Problem description - Locate each line in the items below that contains the string "canopy", and copy those lines. Matching is case-sensitive.

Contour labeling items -

========

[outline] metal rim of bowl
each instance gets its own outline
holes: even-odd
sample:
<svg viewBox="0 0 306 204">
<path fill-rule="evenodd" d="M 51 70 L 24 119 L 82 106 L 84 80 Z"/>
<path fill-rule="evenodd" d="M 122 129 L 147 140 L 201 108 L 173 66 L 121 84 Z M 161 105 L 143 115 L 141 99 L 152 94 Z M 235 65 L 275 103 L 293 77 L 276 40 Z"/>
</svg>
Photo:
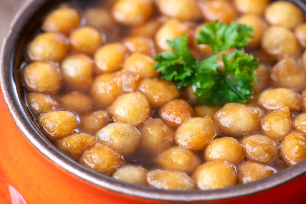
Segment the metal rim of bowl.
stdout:
<svg viewBox="0 0 306 204">
<path fill-rule="evenodd" d="M 68 172 L 98 187 L 116 192 L 143 198 L 170 201 L 200 201 L 222 200 L 245 196 L 277 187 L 306 172 L 306 160 L 283 171 L 251 183 L 225 189 L 207 191 L 172 191 L 154 189 L 128 184 L 86 168 L 64 155 L 46 141 L 35 128 L 22 109 L 14 80 L 13 70 L 17 39 L 22 34 L 26 21 L 48 0 L 28 0 L 13 19 L 9 34 L 1 48 L 0 82 L 10 113 L 26 139 L 43 155 Z M 306 11 L 306 5 L 298 0 L 295 4 Z"/>
</svg>

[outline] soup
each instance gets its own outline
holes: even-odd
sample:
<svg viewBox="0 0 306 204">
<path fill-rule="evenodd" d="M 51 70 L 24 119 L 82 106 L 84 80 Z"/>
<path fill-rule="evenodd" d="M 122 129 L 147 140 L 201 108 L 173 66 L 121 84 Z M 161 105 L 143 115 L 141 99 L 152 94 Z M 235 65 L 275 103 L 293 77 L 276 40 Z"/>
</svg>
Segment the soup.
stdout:
<svg viewBox="0 0 306 204">
<path fill-rule="evenodd" d="M 304 21 L 294 4 L 268 0 L 61 5 L 25 48 L 26 100 L 59 150 L 115 179 L 177 190 L 248 183 L 306 157 Z M 229 32 L 214 46 L 202 38 L 213 27 Z M 246 69 L 226 72 L 234 66 Z"/>
</svg>

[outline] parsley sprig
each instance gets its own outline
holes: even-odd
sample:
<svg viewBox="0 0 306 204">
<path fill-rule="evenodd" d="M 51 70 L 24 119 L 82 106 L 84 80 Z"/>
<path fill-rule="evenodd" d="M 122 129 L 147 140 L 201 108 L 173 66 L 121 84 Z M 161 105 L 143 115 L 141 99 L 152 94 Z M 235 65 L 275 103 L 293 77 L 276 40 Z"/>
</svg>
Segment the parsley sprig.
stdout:
<svg viewBox="0 0 306 204">
<path fill-rule="evenodd" d="M 200 31 L 197 42 L 210 46 L 213 55 L 197 60 L 189 51 L 188 37 L 184 35 L 167 41 L 173 51 L 156 56 L 157 63 L 154 68 L 161 72 L 162 79 L 173 82 L 179 87 L 195 87 L 194 94 L 201 104 L 245 103 L 252 97 L 252 83 L 256 81 L 254 71 L 258 68 L 258 59 L 241 52 L 252 32 L 251 28 L 236 22 L 226 25 L 217 20 L 207 24 Z M 222 54 L 224 68 L 219 69 L 217 55 L 232 47 L 237 51 L 228 56 Z"/>
</svg>

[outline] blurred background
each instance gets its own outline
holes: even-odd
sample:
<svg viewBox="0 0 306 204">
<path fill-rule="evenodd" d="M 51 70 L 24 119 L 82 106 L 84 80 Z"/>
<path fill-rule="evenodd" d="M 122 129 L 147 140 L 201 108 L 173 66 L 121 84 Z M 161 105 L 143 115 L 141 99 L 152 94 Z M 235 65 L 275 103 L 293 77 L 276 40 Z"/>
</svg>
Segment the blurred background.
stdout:
<svg viewBox="0 0 306 204">
<path fill-rule="evenodd" d="M 13 17 L 26 0 L 0 0 L 0 45 Z"/>
</svg>

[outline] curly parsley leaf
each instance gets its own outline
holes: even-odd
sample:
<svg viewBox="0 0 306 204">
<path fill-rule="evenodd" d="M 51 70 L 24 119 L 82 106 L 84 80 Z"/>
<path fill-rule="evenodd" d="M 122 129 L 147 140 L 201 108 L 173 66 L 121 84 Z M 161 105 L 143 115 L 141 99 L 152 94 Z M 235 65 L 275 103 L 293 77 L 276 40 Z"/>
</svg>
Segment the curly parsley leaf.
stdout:
<svg viewBox="0 0 306 204">
<path fill-rule="evenodd" d="M 231 47 L 241 49 L 250 41 L 253 29 L 251 27 L 232 22 L 221 23 L 219 20 L 206 24 L 199 33 L 198 44 L 210 46 L 216 54 Z"/>
</svg>

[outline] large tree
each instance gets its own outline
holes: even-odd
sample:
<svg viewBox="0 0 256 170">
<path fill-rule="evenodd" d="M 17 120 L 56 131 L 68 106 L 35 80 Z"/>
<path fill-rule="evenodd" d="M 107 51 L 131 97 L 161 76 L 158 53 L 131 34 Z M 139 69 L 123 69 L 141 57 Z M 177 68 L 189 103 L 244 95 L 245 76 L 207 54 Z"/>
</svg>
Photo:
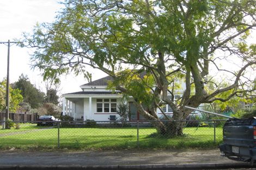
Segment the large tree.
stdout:
<svg viewBox="0 0 256 170">
<path fill-rule="evenodd" d="M 27 75 L 22 74 L 12 86 L 21 91 L 23 102 L 29 103 L 32 109 L 38 108 L 44 104 L 45 94 L 31 83 Z"/>
<path fill-rule="evenodd" d="M 19 104 L 22 101 L 21 91 L 19 89 L 9 88 L 9 110 L 15 112 L 19 108 Z M 6 107 L 6 79 L 0 81 L 0 111 L 5 111 Z"/>
<path fill-rule="evenodd" d="M 256 27 L 254 0 L 64 3 L 54 22 L 39 24 L 32 34 L 24 35 L 28 42 L 25 45 L 36 48 L 32 60 L 45 78 L 58 80 L 70 71 L 89 78 L 87 67 L 99 69 L 114 78 L 111 87 L 132 96 L 138 110 L 150 120 L 159 120 L 156 110 L 163 104 L 173 109 L 172 119 L 180 120 L 192 111 L 185 106 L 196 108 L 255 92 L 256 46 L 247 41 Z M 128 67 L 135 71 L 120 71 Z M 138 76 L 142 71 L 147 73 L 142 79 Z M 208 78 L 221 74 L 226 75 L 229 84 L 208 93 Z M 175 101 L 173 90 L 177 77 L 184 80 L 186 88 Z M 218 97 L 228 91 L 228 96 Z M 161 122 L 156 127 L 161 133 L 182 133 L 178 121 L 170 129 Z"/>
</svg>

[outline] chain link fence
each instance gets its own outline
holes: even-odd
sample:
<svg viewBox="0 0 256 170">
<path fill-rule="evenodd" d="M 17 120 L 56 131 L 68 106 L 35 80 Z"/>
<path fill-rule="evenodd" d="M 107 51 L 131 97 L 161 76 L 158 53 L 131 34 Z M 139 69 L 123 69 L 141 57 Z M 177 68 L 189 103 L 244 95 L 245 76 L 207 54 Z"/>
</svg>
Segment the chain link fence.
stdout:
<svg viewBox="0 0 256 170">
<path fill-rule="evenodd" d="M 222 141 L 225 120 L 178 122 L 182 134 L 171 136 L 157 131 L 156 121 L 2 121 L 9 129 L 0 130 L 0 148 L 180 148 L 216 147 Z M 169 130 L 177 121 L 161 122 Z"/>
</svg>

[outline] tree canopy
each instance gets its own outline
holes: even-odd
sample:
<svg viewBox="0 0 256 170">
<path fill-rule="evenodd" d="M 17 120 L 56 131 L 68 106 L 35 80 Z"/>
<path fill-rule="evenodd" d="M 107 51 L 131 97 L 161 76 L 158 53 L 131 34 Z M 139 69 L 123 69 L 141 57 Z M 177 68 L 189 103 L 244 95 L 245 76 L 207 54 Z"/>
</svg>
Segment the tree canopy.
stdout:
<svg viewBox="0 0 256 170">
<path fill-rule="evenodd" d="M 172 109 L 173 119 L 181 119 L 192 111 L 185 106 L 255 97 L 256 45 L 247 41 L 256 27 L 255 1 L 64 3 L 54 22 L 24 34 L 28 42 L 24 45 L 36 48 L 32 60 L 45 78 L 58 81 L 60 74 L 70 71 L 89 78 L 87 67 L 99 69 L 112 76 L 112 87 L 132 96 L 140 112 L 151 120 L 159 119 L 156 110 L 163 104 Z M 121 71 L 127 68 L 132 73 Z M 151 78 L 138 78 L 143 71 Z M 207 91 L 214 83 L 210 78 L 221 75 L 228 84 L 219 82 L 214 91 Z M 186 85 L 177 100 L 173 88 L 178 78 Z M 144 99 L 147 110 L 142 105 Z M 182 134 L 182 124 L 174 124 L 172 133 Z M 160 132 L 167 130 L 162 123 L 156 126 Z"/>
<path fill-rule="evenodd" d="M 13 83 L 12 86 L 13 89 L 21 91 L 23 102 L 29 103 L 32 109 L 38 108 L 42 105 L 45 94 L 31 83 L 27 75 L 21 74 L 18 81 Z"/>
<path fill-rule="evenodd" d="M 19 104 L 22 101 L 23 97 L 21 91 L 19 89 L 9 87 L 9 111 L 15 112 L 19 107 Z M 5 110 L 6 106 L 6 80 L 0 82 L 0 111 Z"/>
</svg>

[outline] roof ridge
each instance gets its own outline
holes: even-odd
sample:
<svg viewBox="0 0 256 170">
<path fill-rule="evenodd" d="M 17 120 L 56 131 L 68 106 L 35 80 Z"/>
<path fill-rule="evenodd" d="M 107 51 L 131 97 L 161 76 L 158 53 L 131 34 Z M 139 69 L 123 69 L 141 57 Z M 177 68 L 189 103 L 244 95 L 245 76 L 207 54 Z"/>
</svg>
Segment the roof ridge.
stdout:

========

Task answer -
[outline] tree canopy
Segment the tree canopy.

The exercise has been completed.